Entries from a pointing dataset
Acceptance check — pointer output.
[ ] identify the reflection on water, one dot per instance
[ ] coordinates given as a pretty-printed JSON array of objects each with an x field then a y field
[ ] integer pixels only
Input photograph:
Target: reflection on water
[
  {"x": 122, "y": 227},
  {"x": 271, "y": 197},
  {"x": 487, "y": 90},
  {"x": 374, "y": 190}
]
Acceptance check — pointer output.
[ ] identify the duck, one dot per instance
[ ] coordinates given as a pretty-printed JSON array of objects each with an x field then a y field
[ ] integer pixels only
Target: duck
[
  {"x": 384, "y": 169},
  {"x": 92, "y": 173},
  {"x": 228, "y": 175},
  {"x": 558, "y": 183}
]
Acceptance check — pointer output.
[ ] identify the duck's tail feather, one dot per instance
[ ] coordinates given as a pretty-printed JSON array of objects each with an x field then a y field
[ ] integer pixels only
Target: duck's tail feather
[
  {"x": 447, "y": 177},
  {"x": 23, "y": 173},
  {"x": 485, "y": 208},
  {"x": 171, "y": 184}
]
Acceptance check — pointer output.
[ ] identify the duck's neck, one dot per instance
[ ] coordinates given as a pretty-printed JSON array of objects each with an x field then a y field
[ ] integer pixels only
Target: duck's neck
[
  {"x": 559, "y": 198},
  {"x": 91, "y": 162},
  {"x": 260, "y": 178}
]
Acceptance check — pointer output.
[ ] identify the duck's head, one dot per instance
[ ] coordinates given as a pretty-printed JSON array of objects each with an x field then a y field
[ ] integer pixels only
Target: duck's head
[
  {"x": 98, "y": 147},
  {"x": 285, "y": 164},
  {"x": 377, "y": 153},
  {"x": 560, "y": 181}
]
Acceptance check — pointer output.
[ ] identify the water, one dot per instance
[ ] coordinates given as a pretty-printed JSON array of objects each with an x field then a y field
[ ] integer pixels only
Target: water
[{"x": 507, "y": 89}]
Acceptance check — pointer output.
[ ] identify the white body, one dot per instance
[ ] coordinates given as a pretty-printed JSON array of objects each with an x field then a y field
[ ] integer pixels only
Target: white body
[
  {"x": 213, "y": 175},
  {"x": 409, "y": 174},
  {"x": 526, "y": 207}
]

* THE TASK:
Every record above needs to be repeated word for word.

* EXPECTED OUTPUT:
Acceptance check — pointer output.
[ ] identify the reflection on water, one dot per instance
[ ] coordinates given as a pretty-printed JSON array of objects each with an x field then a y field
[ ] integer pixels only
Input photograph:
Target: reflection on water
[
  {"x": 122, "y": 227},
  {"x": 271, "y": 197},
  {"x": 487, "y": 90},
  {"x": 374, "y": 190}
]
Acceptance check — pointer output.
[ ] identify the duck, one dot per instance
[ ] coordinates given as a pretty-printed JSON array of objects each with an x field then a y field
[ ] integer pixels only
Target: duck
[
  {"x": 384, "y": 169},
  {"x": 92, "y": 173},
  {"x": 228, "y": 175},
  {"x": 558, "y": 183}
]
Acceptance check — pointer output.
[ ] identify the duck's tail feather, one dot per instance
[ ] coordinates given as a pretty-printed JSON array of objects each with an x field then a y field
[ ] integer pixels only
Target: duck's tail feather
[
  {"x": 447, "y": 177},
  {"x": 23, "y": 173},
  {"x": 485, "y": 208},
  {"x": 171, "y": 184}
]
Acceptance check — pointer output.
[ ] identify the duck's neck, one dot per instance
[ ] coordinates given as a pretty-printed JSON array of objects each with an x field then a y field
[ ] integer pixels only
Target: duck's neck
[
  {"x": 559, "y": 198},
  {"x": 91, "y": 162},
  {"x": 260, "y": 178}
]
Acceptance check — pointer output.
[ ] identify the duck's head, one dot per instance
[ ] coordinates given as a pretty-printed JSON array of objects each with an x field then a y field
[ ] integer pixels only
Target: duck's head
[
  {"x": 98, "y": 147},
  {"x": 285, "y": 164},
  {"x": 377, "y": 153},
  {"x": 560, "y": 181}
]
Acceptance check — pointer output.
[ ] identify the water, one dot per instance
[ ] coordinates given as a pretty-printed JSON array of objects each with an x field then a y field
[ ] integer pixels only
Target: water
[{"x": 507, "y": 89}]
Acceptance check — pointer output.
[ ] identify the white body, one dot per instance
[ ] coordinates given as a pretty-printed JSON array of objects each with an x field then a y field
[ ] integer pixels only
Target: white body
[
  {"x": 213, "y": 175},
  {"x": 409, "y": 174},
  {"x": 526, "y": 207}
]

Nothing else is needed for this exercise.